閱讀文本 =>
文學院
Permanent URI for this communityhttp://rportal.lib.ntnu.edu.tw/handle/20.500.12235/2
院成立於民國44年,歷經50餘年的銳意發展,目前設有國文、英文、歷史、地理、臺文等5個學系、翻譯和臺灣史2個獨立所,以及全球華人寫作中心和國際臺灣學研究中心。除臺史所僅設碩士班,其餘6個系所均設有碩、博士班;目前專兼任教師近250人,學生約2500餘人。
本院早期以培養優秀中學國文、英文、歷史和地理教師為鵠的,臺灣中學語文和史地教育的實踐與成功,本院提供不可磨滅的貢獻。近年來,本院隨師範體系轉型而調整發展方向,除維持中學師資培育的優勢外,也積極朝理論研究和實務操作等面向前進。目前,本院各系所師培生的教師檢定通過率平均在95%以上;非師培生在文化、傳播、文學、應用史學及環境災害、地理資訊系統等領域發展,也已卓然有成。

記錄資料 =>
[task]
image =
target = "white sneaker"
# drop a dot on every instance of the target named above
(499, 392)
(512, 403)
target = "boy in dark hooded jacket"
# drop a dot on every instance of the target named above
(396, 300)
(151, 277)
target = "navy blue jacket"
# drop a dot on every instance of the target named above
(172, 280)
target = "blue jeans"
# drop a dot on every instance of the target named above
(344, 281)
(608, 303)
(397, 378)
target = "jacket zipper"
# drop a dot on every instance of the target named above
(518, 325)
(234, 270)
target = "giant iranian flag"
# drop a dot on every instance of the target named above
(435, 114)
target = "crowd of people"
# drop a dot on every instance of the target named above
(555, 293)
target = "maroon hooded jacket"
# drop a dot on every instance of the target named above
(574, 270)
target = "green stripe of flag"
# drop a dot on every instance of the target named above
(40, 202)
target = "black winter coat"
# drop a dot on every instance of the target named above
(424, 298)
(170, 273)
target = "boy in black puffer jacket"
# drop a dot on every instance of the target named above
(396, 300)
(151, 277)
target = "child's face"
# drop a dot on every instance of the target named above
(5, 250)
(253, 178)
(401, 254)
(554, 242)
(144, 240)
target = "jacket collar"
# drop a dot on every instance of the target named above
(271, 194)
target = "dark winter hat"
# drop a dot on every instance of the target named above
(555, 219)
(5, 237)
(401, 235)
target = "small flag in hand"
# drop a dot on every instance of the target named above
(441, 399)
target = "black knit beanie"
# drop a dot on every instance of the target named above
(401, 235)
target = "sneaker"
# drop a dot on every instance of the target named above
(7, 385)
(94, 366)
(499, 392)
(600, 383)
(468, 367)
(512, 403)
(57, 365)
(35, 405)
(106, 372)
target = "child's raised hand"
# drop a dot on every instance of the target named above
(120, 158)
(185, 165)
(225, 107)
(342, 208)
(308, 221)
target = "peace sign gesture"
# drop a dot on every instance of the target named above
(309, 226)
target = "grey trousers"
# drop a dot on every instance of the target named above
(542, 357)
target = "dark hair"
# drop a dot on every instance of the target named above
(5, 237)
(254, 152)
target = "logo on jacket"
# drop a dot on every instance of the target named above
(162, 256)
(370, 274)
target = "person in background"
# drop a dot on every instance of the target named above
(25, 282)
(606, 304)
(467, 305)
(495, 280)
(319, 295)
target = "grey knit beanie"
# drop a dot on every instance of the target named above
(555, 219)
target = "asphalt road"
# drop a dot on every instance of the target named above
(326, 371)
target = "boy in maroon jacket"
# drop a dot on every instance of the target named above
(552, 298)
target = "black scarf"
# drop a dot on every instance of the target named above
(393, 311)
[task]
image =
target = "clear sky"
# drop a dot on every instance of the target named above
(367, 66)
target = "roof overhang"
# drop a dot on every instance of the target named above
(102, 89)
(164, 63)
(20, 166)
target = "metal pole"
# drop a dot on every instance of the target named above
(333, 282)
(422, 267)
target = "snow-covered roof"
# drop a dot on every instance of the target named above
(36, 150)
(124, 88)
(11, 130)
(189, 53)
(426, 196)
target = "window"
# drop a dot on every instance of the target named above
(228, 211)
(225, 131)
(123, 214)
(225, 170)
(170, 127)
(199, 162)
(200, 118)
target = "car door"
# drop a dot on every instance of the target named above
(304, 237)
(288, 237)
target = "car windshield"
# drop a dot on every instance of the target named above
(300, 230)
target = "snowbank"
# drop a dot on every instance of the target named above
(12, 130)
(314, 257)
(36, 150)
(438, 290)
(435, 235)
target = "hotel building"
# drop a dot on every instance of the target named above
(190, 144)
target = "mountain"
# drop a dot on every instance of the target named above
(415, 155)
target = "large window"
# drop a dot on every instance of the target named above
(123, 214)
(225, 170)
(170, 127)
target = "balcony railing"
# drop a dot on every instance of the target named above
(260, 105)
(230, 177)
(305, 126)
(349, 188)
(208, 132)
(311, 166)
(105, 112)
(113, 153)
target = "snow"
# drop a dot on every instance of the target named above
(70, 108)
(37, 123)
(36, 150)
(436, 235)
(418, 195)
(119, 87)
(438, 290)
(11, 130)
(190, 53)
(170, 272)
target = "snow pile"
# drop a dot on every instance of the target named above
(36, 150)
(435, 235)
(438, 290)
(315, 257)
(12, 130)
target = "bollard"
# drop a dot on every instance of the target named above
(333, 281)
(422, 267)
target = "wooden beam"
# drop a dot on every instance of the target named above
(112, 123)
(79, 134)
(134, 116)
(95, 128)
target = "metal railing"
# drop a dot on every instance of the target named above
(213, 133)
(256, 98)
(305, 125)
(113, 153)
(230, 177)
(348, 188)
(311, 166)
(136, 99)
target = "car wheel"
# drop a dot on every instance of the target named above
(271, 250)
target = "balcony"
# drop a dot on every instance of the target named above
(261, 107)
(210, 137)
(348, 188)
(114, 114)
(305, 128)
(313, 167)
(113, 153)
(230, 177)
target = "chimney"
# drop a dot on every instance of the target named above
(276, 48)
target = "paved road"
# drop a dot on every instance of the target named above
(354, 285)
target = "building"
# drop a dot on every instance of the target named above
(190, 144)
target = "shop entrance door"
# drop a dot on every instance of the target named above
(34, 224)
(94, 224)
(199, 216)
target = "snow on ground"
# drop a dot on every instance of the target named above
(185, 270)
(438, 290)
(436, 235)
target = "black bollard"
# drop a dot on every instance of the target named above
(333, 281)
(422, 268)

練習內容 =>
1. 根據文學院簡介回答：
(a) 文學院成立於哪一年？
(b) 哪一個所只設碩士班？
(c) 各系所師培生的教師檢定通過率平均是多少？
2. 從文學院簡介的最後一句之後往下續寫一段。
這些資料與文學院簡介彼此獨立，另屬一份材料。

逐題答案 =>
1.
(a) 民國44年。
(b) 臺灣史研究所（臺史所）。
(c) 平均在95%以上。

2.
本院各系所教師的研究能量極為豐富,參與國內外學術活動相當活躍。根據論文數量、引用次數等指標所作的學術力評比,本院居人文領域全國第2名。各系所之間,無論是教師的教學與研究,或學生的生活與學習,都能相輔相成、榮辱與共,彼此渾然一體,足堪「為師、為範」而無愧。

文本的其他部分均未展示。